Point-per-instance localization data

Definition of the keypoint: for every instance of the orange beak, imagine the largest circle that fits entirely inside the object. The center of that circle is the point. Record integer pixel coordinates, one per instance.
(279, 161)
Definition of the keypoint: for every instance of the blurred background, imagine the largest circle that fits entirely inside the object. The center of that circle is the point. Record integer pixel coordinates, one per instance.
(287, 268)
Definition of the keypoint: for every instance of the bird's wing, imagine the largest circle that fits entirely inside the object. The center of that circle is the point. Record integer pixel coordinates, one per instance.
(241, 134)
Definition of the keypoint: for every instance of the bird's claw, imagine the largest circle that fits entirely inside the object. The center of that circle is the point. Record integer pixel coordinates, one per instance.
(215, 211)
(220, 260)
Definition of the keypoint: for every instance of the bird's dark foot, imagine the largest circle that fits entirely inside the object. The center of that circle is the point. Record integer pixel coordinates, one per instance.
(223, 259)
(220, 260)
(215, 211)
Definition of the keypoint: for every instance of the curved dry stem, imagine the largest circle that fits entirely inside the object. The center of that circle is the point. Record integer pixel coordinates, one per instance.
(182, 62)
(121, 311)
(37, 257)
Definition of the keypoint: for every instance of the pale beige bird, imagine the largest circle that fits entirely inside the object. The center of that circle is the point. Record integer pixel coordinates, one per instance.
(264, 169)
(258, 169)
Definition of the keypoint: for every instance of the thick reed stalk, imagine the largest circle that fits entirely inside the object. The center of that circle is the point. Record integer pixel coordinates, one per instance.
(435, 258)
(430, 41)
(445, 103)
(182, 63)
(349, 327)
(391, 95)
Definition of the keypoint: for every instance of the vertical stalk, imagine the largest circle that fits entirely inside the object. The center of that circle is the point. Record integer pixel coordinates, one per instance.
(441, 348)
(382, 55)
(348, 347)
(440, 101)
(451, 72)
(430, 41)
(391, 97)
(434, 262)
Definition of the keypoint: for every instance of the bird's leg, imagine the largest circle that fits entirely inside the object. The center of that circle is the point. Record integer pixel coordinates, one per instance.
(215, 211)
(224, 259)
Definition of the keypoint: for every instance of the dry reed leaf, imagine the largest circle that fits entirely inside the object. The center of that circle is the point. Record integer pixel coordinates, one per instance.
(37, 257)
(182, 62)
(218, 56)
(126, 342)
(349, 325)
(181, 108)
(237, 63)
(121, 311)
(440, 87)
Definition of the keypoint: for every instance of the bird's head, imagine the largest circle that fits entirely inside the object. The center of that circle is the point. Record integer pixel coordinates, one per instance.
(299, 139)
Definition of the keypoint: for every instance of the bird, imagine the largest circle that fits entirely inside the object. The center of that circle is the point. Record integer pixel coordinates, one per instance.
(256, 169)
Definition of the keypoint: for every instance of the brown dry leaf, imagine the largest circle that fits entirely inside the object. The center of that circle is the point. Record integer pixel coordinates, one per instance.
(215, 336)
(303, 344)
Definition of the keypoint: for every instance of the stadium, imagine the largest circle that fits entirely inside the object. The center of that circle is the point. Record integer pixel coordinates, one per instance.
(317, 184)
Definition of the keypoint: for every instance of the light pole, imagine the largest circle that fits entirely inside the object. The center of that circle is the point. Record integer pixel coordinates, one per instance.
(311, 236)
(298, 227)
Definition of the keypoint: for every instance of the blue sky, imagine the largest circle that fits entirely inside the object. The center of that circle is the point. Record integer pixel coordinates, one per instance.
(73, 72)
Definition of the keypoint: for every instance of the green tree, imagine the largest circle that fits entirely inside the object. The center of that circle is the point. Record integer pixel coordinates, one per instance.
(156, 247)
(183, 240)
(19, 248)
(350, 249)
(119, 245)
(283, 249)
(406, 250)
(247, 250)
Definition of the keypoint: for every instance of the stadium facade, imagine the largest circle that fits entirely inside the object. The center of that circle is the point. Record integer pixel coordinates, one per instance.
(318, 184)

▶ What you should do
Each of the lines above should be printed again precisely as it reads.

▶ Output for this exercise
Definition of the keypoint: for every instance of the orange beak, imagine the largest circle that fits entirely inside the object. The center of that circle is the point. Record integer pixel coordinates, one per instance.
(279, 161)
Definition of the keypoint: for every instance of the blurred background, imagine the largest circle that fits entirely inside the object. The center of that circle is the point. Record integer pixel coordinates, one per instance.
(287, 268)
Definition of the keypoint: for every instance of the bird's wing, imagine the largest circle that fits entirely inside the object. The center of that circle is the point. Record integer pixel coordinates, one per instance.
(241, 134)
Definition of the keypoint: for every instance of the bird's claw, imagine the largest circle that fits entirely inside the object. The center of that circle is the point. Record integer pixel coordinates, one per instance.
(215, 211)
(220, 260)
Definition of the keypoint: for every instance of the bird's dark foot, imagine the largest circle that fits entirely inside the object. The center of that circle is the point. Record integer pixel coordinates, one per instance.
(223, 259)
(220, 260)
(215, 211)
Definition of the keypoint: for every instance of the curved dry stem, imagine the largest circle that fits entirely inside the object. The center of that circle is the point. Record integer pixel coordinates, one per instance.
(182, 62)
(121, 311)
(37, 257)
Definition of the keypoint: for every instance of the pale beige bird, imagine the largest circle that fits entirely inside the object. The center of that circle is the point. Record integer pixel coordinates, one per instance.
(264, 169)
(258, 169)
Definition of the keypoint: for every instance of the thick reed stalk, imagine the largest circle that fits entirely inside the object. The center of that circle is the point. Record integer pixel coordinates, one per instance.
(435, 258)
(430, 41)
(445, 103)
(182, 63)
(349, 327)
(391, 95)
Definition of the keypoint: for every instance of the vertical stalk, imagine the largest circle that fits entirely inside the object. The center of that circle is the point. Record integer pixel coordinates, one per instance.
(441, 348)
(382, 55)
(348, 347)
(440, 101)
(451, 72)
(430, 41)
(391, 97)
(434, 262)
Definition of the keypoint: for every instance of the bird's leg, imagine the largest circle that fits entirely inside the object. The center of that circle is the point. Record integer pixel coordinates, one per instance.
(215, 211)
(224, 259)
Definition of the keypoint: for every instance of the dry reed leaf, imagine the largest circle that fits entirely inside the object. The center of that circle is the point. Record integer pixel coordinates, one per instance.
(37, 257)
(182, 62)
(218, 56)
(126, 342)
(349, 325)
(181, 108)
(237, 63)
(121, 311)
(440, 87)
Definition of the keypoint: for every instance of the bird's head, imagine the largest circle that fits entirely inside the object. The center of that circle is the point. Record integer pixel coordinates, one per instance.
(299, 139)
Definition of the keypoint: for every instance of the bird, imagine the largest circle that fits entirely inside the object. The center of that circle is the point. Record integer pixel coordinates, one per instance.
(256, 169)
Definition of the keypoint: for every instance of the brown dry leaf, imagine the largest circle that fits entirely inside the object. The center of that circle is the point. Record integer pixel coordinates, one per instance.
(215, 336)
(303, 344)
Definition of the keypoint: for every instance of the stadium, imagine the largest circle that fits entirely inside the object. The center of that circle is the point. Record integer pixel coordinates, one per instance.
(317, 184)
Definition of the keypoint: for every instance of the light pole, imagine the largest circle that fits entirely inside the object. The center of that circle is the point. Record integer pixel coordinates, one per instance.
(311, 236)
(298, 227)
Definition of the keypoint: for every instance of the blue sky, imagine the largest circle that fits entirely inside the object. The center of that circle is the point. Record integer pixel coordinates, one per instance.
(73, 72)
Definition of the keypoint: for every instance of the green tree, imagine the largest circle that fits entirely inside the object. The center of that circle is the point. Record integer pixel coordinates, one per instance.
(156, 247)
(183, 240)
(19, 248)
(350, 249)
(119, 245)
(283, 249)
(406, 250)
(247, 250)
Definition of the keypoint: for every instance of the stadium facade, imagine the largest circle that fits entirely inside the object. The center of that circle is the point. Record integer pixel coordinates, one per instance.
(318, 184)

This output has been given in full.